### [CONSIGNES DE TRAVAIL]
1. Répondez aux questions suivantes à partir du discours sur l'état d'urgence.
(a) Combien de choses la commission a-t-elle faites ce matin ?
(b) Quel jour commence le déconfinement ?
(c) Pendant le confinement, grâce à quel document peut-on sortir de chez soi ?
2. Reprenez le discours sur l'état d'urgence après sa dernière phrase et poursuivez-le de quelques phrases.

### [EXTRAIT À LIRE]

Habituellement, quand un grand nombre d’amendements sont en discussion commune, j’en trouve toujours certains tellement intéressants que je parviens, au nom de la commission, à leur donner un avis favorable. Ce n’est pas le cas cette fois-ci.
Je pourrais me dispenser de toute autre explication en vous renvoyant simplement au texte que la commission a adopté ce matin et en tentant devant vous de le justifier. C’est d’ailleurs ce que je vais faire dans un premier temps.
Ce matin, nous avons fait deux choses.
D’abord, nous avons considéré que, si le Gouvernement voulait reconduire une nouvelle fois l’état d’urgence, il faudrait qu’il revienne devant le Parlement avant le 23 juillet prochain. Nous avons pensé que ce serait la bonne mesure de lui laisser deux mois après le commencement du déconfinement, lundi prochain, avant de procéder avec lui à l’évaluation de l’efficacité des mesures prises, si aucun événement ne survient d’ici là qui justifie que ce bilan doive être fait plus tôt.
Nous avons donc adopté la limite du 10 juillet prochain, avant laquelle le Gouvernement devra s’être, en quelque sorte, réassuré devant la représentation nationale, dans toute sa diversité, sur la prolongation de l’état d’urgence. Je n’exclus pas qu’il soit amené à le faire avant. Au reste, nous préférons, madame la garde des sceaux, monsieur le ministre, que vous le fassiez tôt plutôt que tard – tout en vous laissant suffisamment de temps pour que l’évaluation puisse être pertinente.
Ensuite, nous avons constaté que nous entrerions, lundi prochain, dans une période très particulière. Jusqu’ici, une règle simple s’impose à tous les Français : le confinement, avec possibilité de sortir de chez soi pour des raisons dûment justifiées, au moyen d’une attestation remplie par chacun ; ce n’est pas facile, mais c’est simple. À partir de la semaine prochaine, il faudra prendre de multiples décisions d’organisation sur le fonctionnement des écoles, des entreprises, des administrations. Le Gouvernement demandera à chacun de prendre ses responsabilités, comme il est juste.
Reste que, dans des circonstances aussi exceptionnelles, les personnes qui seront amenées à prendre leurs responsabilités doivent être protégées. Elles prendront, bien sûr, un risque : nous ne pouvons jamais écarter la mise en cause de la responsabilité pénale d’une personne qui aurait intentionnellement provoqué une contamination, ni admettre qu’on exonère de sa responsabilité pénale une personne qui aurait commis, par violation délibérée d’une obligation particulière de prudence imposée par les lois et les règlements, un acte ayant entraîné une contamination.

### [LISTE DES DONNÉES]
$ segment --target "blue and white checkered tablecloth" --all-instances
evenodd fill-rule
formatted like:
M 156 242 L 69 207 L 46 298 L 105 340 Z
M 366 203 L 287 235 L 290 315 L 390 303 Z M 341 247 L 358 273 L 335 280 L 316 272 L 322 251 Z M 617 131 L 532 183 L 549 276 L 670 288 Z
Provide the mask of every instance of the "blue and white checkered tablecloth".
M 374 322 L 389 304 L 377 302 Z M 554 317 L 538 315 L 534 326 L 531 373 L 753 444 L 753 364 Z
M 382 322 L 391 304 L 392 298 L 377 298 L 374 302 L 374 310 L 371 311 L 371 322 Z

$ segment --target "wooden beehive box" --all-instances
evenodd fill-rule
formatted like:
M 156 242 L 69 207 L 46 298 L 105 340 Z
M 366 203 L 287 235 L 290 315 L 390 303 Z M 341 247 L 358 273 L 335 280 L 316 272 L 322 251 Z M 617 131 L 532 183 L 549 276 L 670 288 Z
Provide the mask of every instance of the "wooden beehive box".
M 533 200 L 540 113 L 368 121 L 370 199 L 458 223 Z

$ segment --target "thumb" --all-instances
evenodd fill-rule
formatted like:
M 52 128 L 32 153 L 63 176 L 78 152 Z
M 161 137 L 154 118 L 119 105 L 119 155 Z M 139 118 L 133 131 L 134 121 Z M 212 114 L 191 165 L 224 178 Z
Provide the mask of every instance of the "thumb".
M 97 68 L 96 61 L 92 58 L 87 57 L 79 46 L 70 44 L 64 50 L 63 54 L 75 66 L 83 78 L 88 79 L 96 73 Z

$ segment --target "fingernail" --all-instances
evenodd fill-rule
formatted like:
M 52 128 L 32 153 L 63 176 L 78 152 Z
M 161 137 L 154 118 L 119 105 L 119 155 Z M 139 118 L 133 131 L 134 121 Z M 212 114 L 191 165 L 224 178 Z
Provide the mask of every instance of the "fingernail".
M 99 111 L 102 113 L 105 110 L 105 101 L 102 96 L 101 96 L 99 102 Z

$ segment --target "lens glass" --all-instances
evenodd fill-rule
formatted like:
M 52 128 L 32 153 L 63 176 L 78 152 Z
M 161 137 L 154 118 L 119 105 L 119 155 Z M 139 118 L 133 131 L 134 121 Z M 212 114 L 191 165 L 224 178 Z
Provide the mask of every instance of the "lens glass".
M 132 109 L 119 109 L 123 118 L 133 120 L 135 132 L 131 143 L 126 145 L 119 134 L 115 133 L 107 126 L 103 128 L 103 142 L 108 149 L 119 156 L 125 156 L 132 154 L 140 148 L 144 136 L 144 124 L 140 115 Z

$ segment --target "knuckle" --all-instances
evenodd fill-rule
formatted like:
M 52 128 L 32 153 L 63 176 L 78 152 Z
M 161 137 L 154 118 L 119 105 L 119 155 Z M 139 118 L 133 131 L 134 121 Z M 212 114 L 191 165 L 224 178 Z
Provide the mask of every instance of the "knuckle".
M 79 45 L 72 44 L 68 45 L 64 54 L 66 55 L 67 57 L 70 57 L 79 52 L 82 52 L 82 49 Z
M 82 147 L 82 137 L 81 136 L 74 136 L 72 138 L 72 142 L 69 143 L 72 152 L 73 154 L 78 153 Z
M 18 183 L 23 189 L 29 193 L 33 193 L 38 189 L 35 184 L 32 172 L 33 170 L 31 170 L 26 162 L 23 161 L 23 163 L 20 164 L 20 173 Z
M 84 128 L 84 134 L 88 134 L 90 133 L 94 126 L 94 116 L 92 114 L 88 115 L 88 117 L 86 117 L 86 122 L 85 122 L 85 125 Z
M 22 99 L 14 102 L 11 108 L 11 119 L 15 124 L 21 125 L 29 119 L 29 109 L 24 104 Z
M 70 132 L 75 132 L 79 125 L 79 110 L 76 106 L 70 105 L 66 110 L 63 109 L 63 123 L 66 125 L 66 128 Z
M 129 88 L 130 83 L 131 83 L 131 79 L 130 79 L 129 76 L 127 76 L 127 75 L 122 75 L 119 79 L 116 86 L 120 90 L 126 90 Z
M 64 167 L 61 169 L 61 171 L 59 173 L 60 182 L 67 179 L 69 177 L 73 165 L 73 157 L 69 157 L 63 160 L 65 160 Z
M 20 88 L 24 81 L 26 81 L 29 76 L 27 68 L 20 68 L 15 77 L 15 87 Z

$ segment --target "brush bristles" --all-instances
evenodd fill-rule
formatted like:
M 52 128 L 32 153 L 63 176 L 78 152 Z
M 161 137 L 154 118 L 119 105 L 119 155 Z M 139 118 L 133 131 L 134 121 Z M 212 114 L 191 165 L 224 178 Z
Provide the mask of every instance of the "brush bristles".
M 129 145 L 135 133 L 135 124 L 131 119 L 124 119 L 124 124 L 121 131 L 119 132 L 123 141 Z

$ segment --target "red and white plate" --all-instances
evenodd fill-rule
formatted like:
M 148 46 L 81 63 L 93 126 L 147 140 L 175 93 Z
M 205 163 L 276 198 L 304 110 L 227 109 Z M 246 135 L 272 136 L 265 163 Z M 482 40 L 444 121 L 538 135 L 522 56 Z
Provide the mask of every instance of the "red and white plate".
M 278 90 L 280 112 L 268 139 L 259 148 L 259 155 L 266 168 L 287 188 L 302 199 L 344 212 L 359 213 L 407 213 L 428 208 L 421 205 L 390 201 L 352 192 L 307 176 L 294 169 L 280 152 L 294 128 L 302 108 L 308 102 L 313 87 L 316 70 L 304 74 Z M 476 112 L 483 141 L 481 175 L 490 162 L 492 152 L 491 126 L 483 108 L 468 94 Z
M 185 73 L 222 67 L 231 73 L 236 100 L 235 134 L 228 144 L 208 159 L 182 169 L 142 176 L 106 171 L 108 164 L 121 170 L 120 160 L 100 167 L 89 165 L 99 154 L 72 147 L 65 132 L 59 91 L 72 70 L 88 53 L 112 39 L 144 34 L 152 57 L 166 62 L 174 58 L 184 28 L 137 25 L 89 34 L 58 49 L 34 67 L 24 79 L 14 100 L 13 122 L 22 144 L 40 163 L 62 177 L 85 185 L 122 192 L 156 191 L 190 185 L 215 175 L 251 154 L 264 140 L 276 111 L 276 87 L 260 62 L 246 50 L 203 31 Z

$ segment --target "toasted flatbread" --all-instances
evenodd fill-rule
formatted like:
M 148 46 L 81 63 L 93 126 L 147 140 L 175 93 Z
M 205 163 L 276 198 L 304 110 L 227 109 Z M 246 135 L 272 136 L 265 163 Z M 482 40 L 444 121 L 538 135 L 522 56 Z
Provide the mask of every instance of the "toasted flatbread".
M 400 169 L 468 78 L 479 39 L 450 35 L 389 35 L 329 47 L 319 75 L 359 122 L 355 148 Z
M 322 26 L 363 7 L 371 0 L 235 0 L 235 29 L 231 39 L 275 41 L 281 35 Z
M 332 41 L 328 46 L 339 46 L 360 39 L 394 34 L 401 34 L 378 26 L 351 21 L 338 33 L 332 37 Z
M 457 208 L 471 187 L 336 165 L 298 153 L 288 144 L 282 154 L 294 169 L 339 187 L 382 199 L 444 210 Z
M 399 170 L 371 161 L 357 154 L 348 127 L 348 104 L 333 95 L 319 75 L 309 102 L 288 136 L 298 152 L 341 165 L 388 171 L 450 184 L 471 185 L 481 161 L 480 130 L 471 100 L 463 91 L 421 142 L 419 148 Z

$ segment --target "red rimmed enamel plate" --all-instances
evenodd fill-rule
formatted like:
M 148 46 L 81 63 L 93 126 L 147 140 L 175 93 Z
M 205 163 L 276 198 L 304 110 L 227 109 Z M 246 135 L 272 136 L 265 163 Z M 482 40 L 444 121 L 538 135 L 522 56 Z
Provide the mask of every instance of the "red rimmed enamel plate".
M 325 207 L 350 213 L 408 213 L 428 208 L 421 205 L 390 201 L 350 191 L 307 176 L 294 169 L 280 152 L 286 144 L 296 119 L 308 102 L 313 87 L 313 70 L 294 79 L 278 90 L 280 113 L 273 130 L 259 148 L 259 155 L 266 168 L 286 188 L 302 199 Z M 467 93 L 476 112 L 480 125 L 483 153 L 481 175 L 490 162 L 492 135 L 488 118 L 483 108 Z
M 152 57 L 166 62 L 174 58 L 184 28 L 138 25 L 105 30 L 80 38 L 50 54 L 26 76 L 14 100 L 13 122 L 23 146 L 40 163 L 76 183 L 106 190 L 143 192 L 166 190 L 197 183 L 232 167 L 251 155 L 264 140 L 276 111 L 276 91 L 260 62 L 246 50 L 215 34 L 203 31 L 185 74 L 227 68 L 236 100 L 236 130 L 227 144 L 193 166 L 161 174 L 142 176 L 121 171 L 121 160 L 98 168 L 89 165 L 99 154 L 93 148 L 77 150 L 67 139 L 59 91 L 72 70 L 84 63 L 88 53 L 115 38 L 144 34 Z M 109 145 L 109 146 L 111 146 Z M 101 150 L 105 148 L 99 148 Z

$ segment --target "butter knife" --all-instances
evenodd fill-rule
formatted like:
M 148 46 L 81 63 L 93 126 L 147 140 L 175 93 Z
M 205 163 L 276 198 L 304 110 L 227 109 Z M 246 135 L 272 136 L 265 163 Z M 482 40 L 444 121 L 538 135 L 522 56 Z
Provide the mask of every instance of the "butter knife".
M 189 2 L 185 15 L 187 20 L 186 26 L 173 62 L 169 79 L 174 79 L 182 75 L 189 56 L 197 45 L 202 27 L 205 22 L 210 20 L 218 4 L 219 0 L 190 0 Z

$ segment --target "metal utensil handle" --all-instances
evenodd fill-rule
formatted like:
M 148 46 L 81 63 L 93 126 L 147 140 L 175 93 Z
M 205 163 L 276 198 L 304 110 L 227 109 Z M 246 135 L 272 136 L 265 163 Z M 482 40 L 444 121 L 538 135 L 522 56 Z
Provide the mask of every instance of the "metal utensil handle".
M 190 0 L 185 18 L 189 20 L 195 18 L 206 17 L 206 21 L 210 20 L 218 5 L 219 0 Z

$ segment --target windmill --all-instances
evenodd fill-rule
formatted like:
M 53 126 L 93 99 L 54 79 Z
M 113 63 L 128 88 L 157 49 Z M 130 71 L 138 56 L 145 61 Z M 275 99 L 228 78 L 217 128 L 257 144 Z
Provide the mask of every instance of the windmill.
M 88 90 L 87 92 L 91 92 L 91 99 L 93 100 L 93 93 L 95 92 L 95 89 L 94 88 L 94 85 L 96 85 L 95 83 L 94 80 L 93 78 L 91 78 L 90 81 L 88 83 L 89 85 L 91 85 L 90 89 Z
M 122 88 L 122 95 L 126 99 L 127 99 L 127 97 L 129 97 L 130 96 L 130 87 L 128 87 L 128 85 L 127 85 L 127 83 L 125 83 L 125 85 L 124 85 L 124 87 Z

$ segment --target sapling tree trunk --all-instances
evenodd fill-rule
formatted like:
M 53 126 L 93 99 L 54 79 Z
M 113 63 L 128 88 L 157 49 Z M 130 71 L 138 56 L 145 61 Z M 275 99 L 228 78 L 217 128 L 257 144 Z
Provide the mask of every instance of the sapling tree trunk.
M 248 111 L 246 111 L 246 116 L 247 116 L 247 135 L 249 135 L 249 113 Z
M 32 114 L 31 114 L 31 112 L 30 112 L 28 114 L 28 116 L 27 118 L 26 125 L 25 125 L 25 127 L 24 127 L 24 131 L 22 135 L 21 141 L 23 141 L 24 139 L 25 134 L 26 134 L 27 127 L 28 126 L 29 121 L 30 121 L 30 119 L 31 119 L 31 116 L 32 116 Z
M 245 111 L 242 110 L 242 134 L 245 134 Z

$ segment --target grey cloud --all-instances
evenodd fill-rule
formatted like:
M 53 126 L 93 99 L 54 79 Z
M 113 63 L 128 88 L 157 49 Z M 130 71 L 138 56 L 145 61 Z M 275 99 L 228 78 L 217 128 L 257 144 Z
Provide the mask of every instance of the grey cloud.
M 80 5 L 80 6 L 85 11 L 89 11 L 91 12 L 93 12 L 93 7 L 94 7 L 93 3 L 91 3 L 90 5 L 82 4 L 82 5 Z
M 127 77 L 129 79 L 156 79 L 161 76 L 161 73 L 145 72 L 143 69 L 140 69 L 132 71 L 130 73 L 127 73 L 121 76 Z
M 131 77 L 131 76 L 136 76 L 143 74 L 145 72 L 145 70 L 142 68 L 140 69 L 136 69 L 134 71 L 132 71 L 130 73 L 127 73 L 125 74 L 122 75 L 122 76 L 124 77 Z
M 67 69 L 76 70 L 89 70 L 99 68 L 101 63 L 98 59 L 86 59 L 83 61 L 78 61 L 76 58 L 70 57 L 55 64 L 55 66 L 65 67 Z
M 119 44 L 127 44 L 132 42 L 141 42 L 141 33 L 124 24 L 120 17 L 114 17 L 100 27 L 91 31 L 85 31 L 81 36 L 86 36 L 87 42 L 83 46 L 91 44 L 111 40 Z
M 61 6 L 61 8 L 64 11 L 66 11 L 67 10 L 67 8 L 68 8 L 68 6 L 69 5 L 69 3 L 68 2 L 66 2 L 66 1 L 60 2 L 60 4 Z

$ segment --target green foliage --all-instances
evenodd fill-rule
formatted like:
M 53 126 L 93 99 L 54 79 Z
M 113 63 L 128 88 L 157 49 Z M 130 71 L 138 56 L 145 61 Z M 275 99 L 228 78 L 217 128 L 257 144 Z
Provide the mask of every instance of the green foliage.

### [RÉPONSES DANS L'ORDRE]
1.
(a) Deux choses.
(b) Lundi prochain.
(c) Grâce à une attestation que chacun remplit.

2.
La règle que nous avons fixée est, somme toute, assez simple : ce n’est pas une exonération totale de responsabilité pénale, mais le moyen d’éviter que le juge pénal puisse trouver dans la loi du 10 juillet 2000, d’initiative sénatoriale, un fondement pour attraire la responsabilité pénale d’une personne – par exemple, un maire –, pour le motif qu’elle aurait commis une faute caractérisée parfaitement indéfinie dans le code pénal, mais que le juge invoquerait pour rechercher la responsabilité pénale de cette personne qui, du fait de la politique du Gouvernement, aurait pris un risque.
Nous estimons qu’il suffit largement, pour préserver la possibilité de l’action pénale, de considérer que l’intention délibérée de provoquer une contamination ou la violation de règles de prudence particulières prévues par la loi et les règlements permettrait évidemment de condamner une personne ayant commis ce type de délits. C’est un dispositif équilibré !
Par égard pour nos collègues, j’aimerais à présent entrer dans le détail des amendements.
Notre travail de ce matin s’est inspiré des réflexions menées par les uns et les autres, les unes et les autres. Je rends hommage particulièrement à notre collègue Hervé Maurey : inspiré par de nombreuses remarques des maires du département de l’Eure, qu’il a à cœur de défendre, il a pris très tôt des initiatives pour faire avancer la réflexion. C’est en tenant compte de ses réflexions, mais aussi d’autres, que nous sommes arrivés à un équilibre qui me paraît bon.
C’est pourquoi, mes chers collègues, vous ne serez pas étonnés que je ne sois pas favorable aux amendements n° 135 et 143 rectifié, déposés par Mme Assassi au nom du groupe qu’elle préside. Le premier s’oppose à la prolongation de l’état d’urgence et à un régime définissant de manière plus précise l’engagement de la responsabilité pénale pendant l’état d’urgence, à rebours de la position de la commission. Quant au second, très bien présenté par Mme Cukierman, il est trop restrictif, car il se limite au régime de responsabilité des maires, qui ne sont pas les seuls à rencontrer des difficultés.
Les amendements n° 5 rectifié bis, 62, 74, 3 rectifié ter et 164 portent tous sur les délais. Sur cette question, cent fleurs se sont épanouies… Chacun, bien sûr, peut avoir son idée. Pour ma part, j’ai trouvé que le 10 mai comme point de départ d’un délai de deux mois était une bonne formule ; je ne vais pas vous dire ce soir que j’ai changé d’avis parce que certains proposent le 30 juin plutôt que le 10 juillet, ou autre chose encore. Mes chers collègues, vous aurez à trancher ce grave débat, mais la position de la commission, si elle n’est peut-être pas idéale, est assez pratique et repose sur des arguments.
Mme Guillotin, à travers son amendement n° 7 rectifié bis, souhaite inscrire dans la loi les règles de distanciation sociale. Si nous devions le faire, combien d’autres dispositions ne devrions-nous pas aussi introduire dans la loi ? Il y a un moment où c’est trop… D’autant qu’on nous reproche, à juste titre, de faire des lois trop bavardes. Laissons à chaque échelon de responsabilité ses propres attributions.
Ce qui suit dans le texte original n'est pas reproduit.